━━ Excerpted text

Nowendoc is a parish and village on the Northern Tablelands, New South Wales, Australia. It is 360 km north of the state capital, Sydney, and 66 km south of Walcha in the Walcha Shire local government area. A sealed road, Thunderbolts Way, is about three hundred metres to the south of Nowendoc and provides links to the south and north.

==History==
In 1836 William Telfer marked a tree line from Gloucester through Giro on the Barnard River, over Hungry Hill to Nowendoc and on to Ogunbil via Whites Sugarloaf. The Australian Agricultural Company (AACo) set up stations and resting places for their travelling sheep along this route to be known as the ‘Peel Line’. During the years 1840 to 1845 Nowendoc was one of the AACo outstations for their sheep. In 1857 John Hall surveyed 39 allotments to define the village of Nowendoc. Thomas Laurie discovered alluvial gold there in 1872 and by 1873 there were about 100 people camping at Township Spur. By 1945 nearly all mining has ceased. Some dairying was done during the earlier years of settlement.

The name Nowendoc comes from a Worimi term meaning 'rough ground'.

The village has a cemetery, church, school, sports ground, store, police station, a New South Wales Rural Fire Service station and community hall. The store is trading and offers coffee, food and items for travellers. There is also a small motel on the edge of the village on the Taree road. A post office operated intermittently from 1861 to 1979. The completion of the telephone line to Walcha in 1921 reduced the isolation of the area. Rural electricity was supplied during 1964–65 to those who made the contribution of £248/10/– towards the cost of connection. The local Uniting Church was officially opened in 1976.

At the 2016 census, Nowendoc and the surrounding area had a population of 146. The main industries are beef cattle breeding and timber.

Nowendoc is a centre for those keen on bushwalking, fishing and similar activities and lies near the top of the escarpment that contains the bulk of the Barrington Tops National Park. Many scenic walks and drives can be easily accessed from Nowendoc with the Nowendoc National Park nearby. Tennis, football and cricket are popular sports that enjoyed by residents. An annual rodeo is held on the Nowendoc sports ground.

=== Manhunt ===
In late 2011 and early 2012 Nowendoc featured heavily in the media, as it was the base for a NSW Police manhunt for Malcolm Naden, who had been wanted by police for some six years. Up to 90 police were based in the village at the height of the operation. In late March 2012 Naden was captured by NSW Police about 30 km west of Gloucester.

━━━━
━━ Entries supplied

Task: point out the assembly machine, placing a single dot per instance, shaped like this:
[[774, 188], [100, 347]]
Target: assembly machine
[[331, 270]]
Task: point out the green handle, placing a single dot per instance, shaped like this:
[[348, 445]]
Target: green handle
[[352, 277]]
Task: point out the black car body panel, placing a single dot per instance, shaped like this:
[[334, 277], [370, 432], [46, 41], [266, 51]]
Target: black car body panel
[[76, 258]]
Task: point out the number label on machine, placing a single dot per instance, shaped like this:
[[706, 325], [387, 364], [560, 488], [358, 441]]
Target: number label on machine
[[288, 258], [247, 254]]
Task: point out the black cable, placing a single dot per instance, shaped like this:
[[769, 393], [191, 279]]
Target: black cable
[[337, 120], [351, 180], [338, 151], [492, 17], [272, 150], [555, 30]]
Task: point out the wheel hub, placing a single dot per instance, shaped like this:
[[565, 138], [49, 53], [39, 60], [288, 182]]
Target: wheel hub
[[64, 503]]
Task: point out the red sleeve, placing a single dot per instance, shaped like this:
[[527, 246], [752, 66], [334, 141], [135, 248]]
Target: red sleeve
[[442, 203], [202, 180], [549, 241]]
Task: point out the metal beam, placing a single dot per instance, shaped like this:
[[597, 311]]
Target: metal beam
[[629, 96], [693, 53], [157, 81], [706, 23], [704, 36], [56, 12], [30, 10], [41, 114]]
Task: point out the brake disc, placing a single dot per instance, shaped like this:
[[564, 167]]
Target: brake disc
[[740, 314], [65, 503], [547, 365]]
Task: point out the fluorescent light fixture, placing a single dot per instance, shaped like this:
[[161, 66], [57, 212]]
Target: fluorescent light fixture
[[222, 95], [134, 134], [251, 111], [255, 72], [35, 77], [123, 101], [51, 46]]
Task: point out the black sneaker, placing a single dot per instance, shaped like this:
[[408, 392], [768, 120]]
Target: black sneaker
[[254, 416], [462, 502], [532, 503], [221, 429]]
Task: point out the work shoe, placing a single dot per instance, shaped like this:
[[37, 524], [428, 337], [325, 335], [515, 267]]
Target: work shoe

━━━━

Duplicate the Nowendoc text word for word, everything from "Nowendoc is a centre" down to "Nowendoc sports ground.". The records were drawn from a separate source.

§ **Final answer**
Nowendoc is a centre for those keen on bushwalking, fishing and similar activities and lies near the top of the escarpment that contains the bulk of the Barrington Tops National Park. Many scenic walks and drives can be easily accessed from Nowendoc with the Nowendoc National Park nearby. Tennis, football and cricket are popular sports that enjoyed by residents. An annual rodeo is held on the Nowendoc sports ground.